TASK REQUIREMENTS ▸ Retype each entry. Leave nothing out.

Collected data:
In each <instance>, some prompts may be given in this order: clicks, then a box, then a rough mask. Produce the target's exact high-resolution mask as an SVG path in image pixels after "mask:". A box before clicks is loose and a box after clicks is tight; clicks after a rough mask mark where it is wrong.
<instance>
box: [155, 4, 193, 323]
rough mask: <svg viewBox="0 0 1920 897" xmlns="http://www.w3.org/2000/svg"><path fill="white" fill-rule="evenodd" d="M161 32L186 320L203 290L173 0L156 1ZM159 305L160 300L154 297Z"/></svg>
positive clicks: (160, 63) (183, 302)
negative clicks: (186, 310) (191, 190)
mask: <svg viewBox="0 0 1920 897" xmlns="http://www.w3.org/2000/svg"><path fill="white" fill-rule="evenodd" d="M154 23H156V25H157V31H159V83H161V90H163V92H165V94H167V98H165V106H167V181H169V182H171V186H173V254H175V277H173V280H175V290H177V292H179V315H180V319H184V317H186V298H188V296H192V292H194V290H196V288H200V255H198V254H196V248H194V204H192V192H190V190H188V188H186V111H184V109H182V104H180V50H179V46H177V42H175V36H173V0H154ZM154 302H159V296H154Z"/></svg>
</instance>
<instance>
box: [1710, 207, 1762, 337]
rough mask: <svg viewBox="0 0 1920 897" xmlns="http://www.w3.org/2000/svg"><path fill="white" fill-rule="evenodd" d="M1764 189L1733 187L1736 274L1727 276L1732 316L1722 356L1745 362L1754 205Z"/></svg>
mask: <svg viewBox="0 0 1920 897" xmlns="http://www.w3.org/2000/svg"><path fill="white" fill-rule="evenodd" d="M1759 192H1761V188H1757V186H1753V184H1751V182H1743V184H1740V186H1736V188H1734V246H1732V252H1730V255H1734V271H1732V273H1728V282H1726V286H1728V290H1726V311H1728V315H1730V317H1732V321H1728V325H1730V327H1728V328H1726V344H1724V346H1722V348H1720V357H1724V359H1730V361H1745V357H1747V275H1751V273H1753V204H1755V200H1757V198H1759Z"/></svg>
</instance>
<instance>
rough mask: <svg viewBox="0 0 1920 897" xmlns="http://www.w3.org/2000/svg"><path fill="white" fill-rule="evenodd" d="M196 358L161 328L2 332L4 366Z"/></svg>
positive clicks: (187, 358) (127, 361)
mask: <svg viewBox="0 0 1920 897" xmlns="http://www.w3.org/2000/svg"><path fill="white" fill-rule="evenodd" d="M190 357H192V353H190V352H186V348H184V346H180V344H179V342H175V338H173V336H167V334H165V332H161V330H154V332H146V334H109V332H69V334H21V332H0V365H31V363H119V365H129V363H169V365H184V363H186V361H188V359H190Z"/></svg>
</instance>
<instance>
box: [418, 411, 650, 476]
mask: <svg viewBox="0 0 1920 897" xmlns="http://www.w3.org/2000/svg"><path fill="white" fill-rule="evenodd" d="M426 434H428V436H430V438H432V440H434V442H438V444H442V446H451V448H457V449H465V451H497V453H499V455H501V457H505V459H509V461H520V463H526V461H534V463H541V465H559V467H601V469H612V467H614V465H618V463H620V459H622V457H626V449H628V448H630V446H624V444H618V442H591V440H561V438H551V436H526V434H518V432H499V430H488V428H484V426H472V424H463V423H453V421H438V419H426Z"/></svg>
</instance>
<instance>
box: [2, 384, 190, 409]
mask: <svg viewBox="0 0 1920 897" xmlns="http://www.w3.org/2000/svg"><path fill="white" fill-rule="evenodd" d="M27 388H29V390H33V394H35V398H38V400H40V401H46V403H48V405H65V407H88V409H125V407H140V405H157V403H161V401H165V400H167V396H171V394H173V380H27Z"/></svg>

WRITTEN SOLUTION ▸
In each <instance>, some prompts may be given in this order: clicks, then a box, then a rough mask. Produce the target's exact high-resolution mask as an SVG path in image pixels after "mask:". A box before clicks is loose and a box after clicks is tight; clicks after a rough mask mark where it is wrong.
<instance>
box: [155, 4, 193, 323]
rough mask: <svg viewBox="0 0 1920 897" xmlns="http://www.w3.org/2000/svg"><path fill="white" fill-rule="evenodd" d="M161 32L186 320L203 290L173 0L156 1ZM159 305L160 300L154 297Z"/></svg>
positive clicks: (160, 63) (183, 302)
negative clicks: (186, 310) (191, 190)
mask: <svg viewBox="0 0 1920 897" xmlns="http://www.w3.org/2000/svg"><path fill="white" fill-rule="evenodd" d="M154 23H156V25H157V31H159V83H161V90H163V92H165V94H167V98H165V106H167V181H169V182H171V186H173V254H175V277H173V280H175V290H177V292H179V315H180V319H184V317H186V298H188V296H192V292H194V290H196V288H200V255H198V254H196V248H194V204H192V192H190V190H188V188H186V111H184V109H182V104H180V50H179V46H177V42H175V36H173V0H154ZM154 302H159V296H154Z"/></svg>
</instance>
<instance>
box: [1710, 207, 1762, 337]
rough mask: <svg viewBox="0 0 1920 897" xmlns="http://www.w3.org/2000/svg"><path fill="white" fill-rule="evenodd" d="M1764 189L1733 187L1736 274L1727 276L1732 316L1722 356L1745 362L1754 205Z"/></svg>
mask: <svg viewBox="0 0 1920 897" xmlns="http://www.w3.org/2000/svg"><path fill="white" fill-rule="evenodd" d="M1759 192H1761V188H1757V186H1753V184H1751V182H1743V184H1740V186H1736V188H1734V246H1732V252H1730V255H1734V271H1732V273H1728V282H1726V286H1728V290H1726V311H1728V315H1730V317H1732V321H1728V325H1730V327H1728V328H1726V344H1724V346H1722V348H1720V357H1724V359H1730V361H1745V357H1747V275H1751V273H1753V204H1755V200H1757V198H1759Z"/></svg>
</instance>
<instance>
rough mask: <svg viewBox="0 0 1920 897" xmlns="http://www.w3.org/2000/svg"><path fill="white" fill-rule="evenodd" d="M196 358L161 328L2 332L4 366Z"/></svg>
positive clicks: (187, 358) (127, 361)
mask: <svg viewBox="0 0 1920 897" xmlns="http://www.w3.org/2000/svg"><path fill="white" fill-rule="evenodd" d="M190 357H192V353H190V352H186V348H184V346H180V344H179V342H175V338H173V336H167V334H165V332H161V330H154V332H146V334H109V332H69V334H21V332H0V365H31V363H119V365H129V363H169V365H184V363H186V361H188V359H190Z"/></svg>
</instance>
<instance>
box: [418, 411, 650, 476]
mask: <svg viewBox="0 0 1920 897" xmlns="http://www.w3.org/2000/svg"><path fill="white" fill-rule="evenodd" d="M426 434H428V436H430V438H432V440H434V442H438V444H442V446H451V448H457V449H465V451H497V453H499V455H501V457H505V459H509V461H520V463H526V461H534V463H541V465H559V467H601V469H612V467H614V465H618V463H620V459H622V457H626V449H628V448H630V446H624V444H618V442H591V440H561V438H551V436H526V434H518V432H499V430H488V428H484V426H472V424H463V423H453V421H438V419H426Z"/></svg>
</instance>
<instance>
box: [2, 384, 190, 409]
mask: <svg viewBox="0 0 1920 897" xmlns="http://www.w3.org/2000/svg"><path fill="white" fill-rule="evenodd" d="M27 388H29V390H33V394H35V398H38V400H40V401H46V403H48V405H65V407H88V409H125V407H140V405H157V403H161V401H165V400H167V396H171V394H173V380H27Z"/></svg>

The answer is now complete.